SET TASKS:
**a.** In the forum thread about the Avtex TV manual, which model's user manual does dinger have?
**b.** Change the forum thread about the Avtex TV manual from "Distance from wall is" up to and including "a minimum distance.", putting "openings" wherever "vents" appears.
**c.** For the forum thread about the Avtex TV manual, decide whether each statement agrees with the text: (i) Paul plans to make a bracket instead of buying one. (ii) dinger's arm bracket cost £12.99 from Wilkinsons. (iii) The pages dinger sent gave the distance from the wall.

SUPPLIED PASSAGE:
▼

# Manual for Avtex W102D LCD TV



## 106389 (Aug 11, 2007)

We have just bought a Avtex W102D LCD TV/DVD but the manual is missing, it will probably be Monday now until I can organise a manual to be sent as there don't seem to be any downloads on the Internet. Does anyone have one of these TVs that could give me some info from the manual, especially mounting distance from a wall as I am going to make my own bracket to mount it, but there will probably be a minimum distance for ventilation, also setting up instructions would be helpful.
MANY THANKS in anticipation
Paul


----------



## JohnsCrossMotorHomes (Jul 21, 2007)

Distance from wall is normally not a problem as LCD's ventilate from the top.


Regards


----------



## 106389 (Aug 11, 2007)

Thanks Peter, there are a few vents in the back as well as top & bottom, I want to put it almost right against the wal with about a 5-10mm space, l but with these vents I had better see what the manual states as a minimum distance.

Paul


----------



## dinger (Jul 30, 2007)

*tv*

We have the W152D user manual. I can scan & email some pages if that would help


----------



## Snelly (Aug 20, 2005)

You can email or phone Avtex, im sure they will help you out. Im not sure if they are open tomorrow?? As you say, it may have to wait until Monday.

http://www.avtex.uk.com/contact/


----------



## 106389 (Aug 11, 2007)

*Re: tv*



dinger said:


> We have the W152D user manual. I can scan & email some pages if that would help


That would be great dinger if you don't mind, as I want to make a bracket & set it all up tomorrow if I can, I will PM you my email address.
MANY THANKS
Paul


----------



## 106389 (Aug 11, 2007)

*Re: tv*



PaulandJackie said:


> dinger said:
> 
> 
> > We have the W152D user manual. I can scan & email some pages if that would help
> ...


Thanks for the info dinger, unfortunately The info you sent didn't have the distance from the wall, nether-less I cant read properly & didn't realise it was the W152D that you have, the distances from the wall might be different.
THANKS anyway for trying to help
Paul


----------



## dinger (Jul 30, 2007)

*tv*

Don't quite understand what you are trying to do,as bracket supplied dictates distance from wall. We brought a £12.99 arm bracket from Wilkinsons which did the job.

▲

Records from an annotation dataset

▼

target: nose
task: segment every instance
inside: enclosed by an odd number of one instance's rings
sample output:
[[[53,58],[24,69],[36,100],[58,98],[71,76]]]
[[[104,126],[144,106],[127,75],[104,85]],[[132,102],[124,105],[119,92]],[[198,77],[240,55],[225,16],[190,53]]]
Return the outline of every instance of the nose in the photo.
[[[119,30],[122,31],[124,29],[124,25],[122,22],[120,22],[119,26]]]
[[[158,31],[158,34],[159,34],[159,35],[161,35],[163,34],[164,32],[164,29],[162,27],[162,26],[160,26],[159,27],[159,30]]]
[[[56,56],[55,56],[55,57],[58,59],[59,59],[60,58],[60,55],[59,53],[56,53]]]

▲

LIST OF SOLUTIONS:
**a.** The W152D user manual.

**b.**
Distance from wall is normally not a problem as LCD's ventilate from the top.


Regards


----------



## 106389 (Aug 11, 2007)

Thanks Peter, there are a few openings in the back as well as top & bottom, I want to put it almost right against the wal with about a 5-10mm space, l but with these openings I had better see what the manual states as a minimum distance.

**c.**
(i) Yes: "I am going to make my own bracket to mount it"
(ii) Yes: "We brought a £12.99 arm bracket from Wilkinsons which did the job."
(iii) No: "The info you sent didn't have the distance from the wall"